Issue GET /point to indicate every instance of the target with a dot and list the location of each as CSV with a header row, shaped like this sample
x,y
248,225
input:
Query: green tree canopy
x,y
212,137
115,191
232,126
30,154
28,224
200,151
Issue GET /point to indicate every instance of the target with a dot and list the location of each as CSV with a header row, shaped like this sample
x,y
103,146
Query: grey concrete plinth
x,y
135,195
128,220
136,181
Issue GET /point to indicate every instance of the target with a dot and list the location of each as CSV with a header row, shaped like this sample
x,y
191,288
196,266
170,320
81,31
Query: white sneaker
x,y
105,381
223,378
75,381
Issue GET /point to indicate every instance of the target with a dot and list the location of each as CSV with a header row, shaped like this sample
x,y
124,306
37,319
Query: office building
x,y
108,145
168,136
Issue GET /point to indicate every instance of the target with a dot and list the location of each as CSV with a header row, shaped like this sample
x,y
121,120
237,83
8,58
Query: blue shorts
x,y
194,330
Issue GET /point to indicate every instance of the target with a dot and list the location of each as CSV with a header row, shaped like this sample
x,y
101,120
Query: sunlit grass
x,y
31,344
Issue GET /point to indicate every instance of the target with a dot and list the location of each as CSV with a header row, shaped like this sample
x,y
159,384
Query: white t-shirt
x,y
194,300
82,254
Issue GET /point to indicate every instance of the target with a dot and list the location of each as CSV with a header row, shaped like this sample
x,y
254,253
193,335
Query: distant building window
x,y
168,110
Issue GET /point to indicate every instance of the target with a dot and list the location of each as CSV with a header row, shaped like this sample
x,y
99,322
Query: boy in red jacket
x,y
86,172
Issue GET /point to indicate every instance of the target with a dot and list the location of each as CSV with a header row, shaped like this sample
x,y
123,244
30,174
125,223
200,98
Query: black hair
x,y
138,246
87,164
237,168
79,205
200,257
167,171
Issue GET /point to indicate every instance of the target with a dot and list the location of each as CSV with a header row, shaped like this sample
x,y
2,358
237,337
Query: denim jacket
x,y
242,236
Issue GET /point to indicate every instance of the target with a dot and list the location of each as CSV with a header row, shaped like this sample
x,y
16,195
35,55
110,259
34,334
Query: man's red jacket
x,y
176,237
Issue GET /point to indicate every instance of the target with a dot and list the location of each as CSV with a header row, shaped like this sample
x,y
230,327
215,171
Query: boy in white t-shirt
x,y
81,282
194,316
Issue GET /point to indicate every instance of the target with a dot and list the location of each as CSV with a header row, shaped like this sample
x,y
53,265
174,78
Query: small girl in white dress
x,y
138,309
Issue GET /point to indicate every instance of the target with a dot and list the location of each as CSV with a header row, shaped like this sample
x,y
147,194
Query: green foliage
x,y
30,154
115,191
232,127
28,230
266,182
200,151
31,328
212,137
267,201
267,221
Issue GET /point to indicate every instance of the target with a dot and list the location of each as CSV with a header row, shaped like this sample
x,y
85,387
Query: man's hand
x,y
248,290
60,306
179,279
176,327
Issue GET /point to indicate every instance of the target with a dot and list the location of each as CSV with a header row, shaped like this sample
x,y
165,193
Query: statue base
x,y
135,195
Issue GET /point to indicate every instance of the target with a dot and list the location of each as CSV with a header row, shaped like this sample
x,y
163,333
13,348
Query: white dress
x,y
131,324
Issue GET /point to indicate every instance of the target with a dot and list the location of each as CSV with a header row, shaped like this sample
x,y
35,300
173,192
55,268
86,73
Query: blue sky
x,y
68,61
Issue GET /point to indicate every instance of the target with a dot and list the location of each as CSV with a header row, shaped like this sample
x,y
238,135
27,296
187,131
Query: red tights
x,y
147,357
▬▬▬▬▬▬
* _EXERCISE TASK_:
Every record above should be output exactly.

* _FINAL RESULT_:
Issue GET /point to indicate every instance of the target with a dot and list the location of each as CSV with a header row, shaped like this sample
x,y
248,225
input:
Query: green tree canopy
x,y
212,137
115,191
232,126
30,154
28,224
200,151
Issue GET /point to indicate every instance of the target with a dot and list the location of each as CSV with a header row, shaped like this sample
x,y
103,146
Query: grey concrete plinth
x,y
135,195
128,220
136,181
Issue GET /point to indicate every instance of the target with a dot and list the location of each as CSV with a header row, shaped like this sample
x,y
191,288
196,266
170,320
81,31
Query: white sneaker
x,y
105,381
223,378
75,381
Issue GET /point to indicate every instance of the target with a dot and list the location of each as CSV with a header row, shaped like this sample
x,y
124,306
37,319
Query: office building
x,y
108,145
168,136
Issue GET /point to indicate every instance of the target with a dot and list the location of each as CSV with a header row, shaped like this sample
x,y
121,120
237,83
8,58
Query: blue shorts
x,y
194,330
Issue GET /point to indicate every instance of the target with a dot and list the location of each as CSV with a header row, shaped like this sample
x,y
101,120
Query: sunlit grass
x,y
31,344
Issue GET /point to indicate every instance of the target with a dot and list the location of each as CSV with a header row, shaped like this sample
x,y
159,384
Query: white t-shirt
x,y
194,300
82,254
Issue GET /point to indicate every instance of the target with a dot and list the location of each as CSV with a header row, shaped like this sample
x,y
254,253
193,335
Query: distant building window
x,y
168,110
Issue GET /point to indicate every instance of the target with a dot and list the location of each as CSV with a header row, shaped like this sample
x,y
99,322
Query: boy in red jacket
x,y
86,172
Issue GET /point to indicate every instance of the target with a dot and list the location of each as CSV with a header row, shaped like this sample
x,y
123,244
30,174
125,223
200,98
Query: black hair
x,y
138,246
87,164
237,168
79,205
200,257
167,171
Issue GET /point to indicate every instance of the target with a dot and list the location of each as CSV with a header row, shaped like this sample
x,y
2,358
237,337
Query: denim jacket
x,y
242,236
Issue GET /point to indicate every instance of the target with a dot and list the location of each as CSV with a header row, shaped like this sample
x,y
16,195
35,55
110,259
34,334
Query: man's red jacket
x,y
176,237
Issue GET /point to indicate every instance of the target with a dot and list the location of each as CSV with a header row, shaped like this sample
x,y
230,327
215,171
Query: boy in white t-shirt
x,y
81,282
194,316
Issue GET /point to indicate every instance of the target with a dot and list the location of each as CSV with a header row, shaped like this sample
x,y
53,265
174,78
Query: small girl in white dress
x,y
138,309
Issue GET /point to indicate every instance of the target with a dot and list the location of each as CSV with a header row, shaped like this sample
x,y
147,194
Query: green foliage
x,y
30,154
115,191
232,127
28,230
266,182
200,151
31,328
212,137
267,201
267,221
Issue GET /point to indicate every instance of the target with a dot and list the location of each as CSV with a header row, shaped like this sample
x,y
85,387
Query: man's hand
x,y
248,290
60,306
179,279
176,327
Issue GET /point to indicate every instance of the target with a dot and list the location of each as CSV with a header row, shaped like this sample
x,y
165,193
Query: statue base
x,y
135,195
Issue GET /point to indicate every instance of the target with a dot and list the location of each as CSV with a header row, shaped like this sample
x,y
163,333
13,348
Query: white dress
x,y
131,324
Issue GET /point to indicate every instance of the target with a dot and list the location of each as CSV with a header row, shaped like this sample
x,y
35,300
173,192
55,268
86,73
Query: blue sky
x,y
68,61
Issue GET /point to indicate every instance of the target with a dot and list the location of each as CSV with a header row, shaped like this sample
x,y
238,135
27,296
187,131
Query: red tights
x,y
147,357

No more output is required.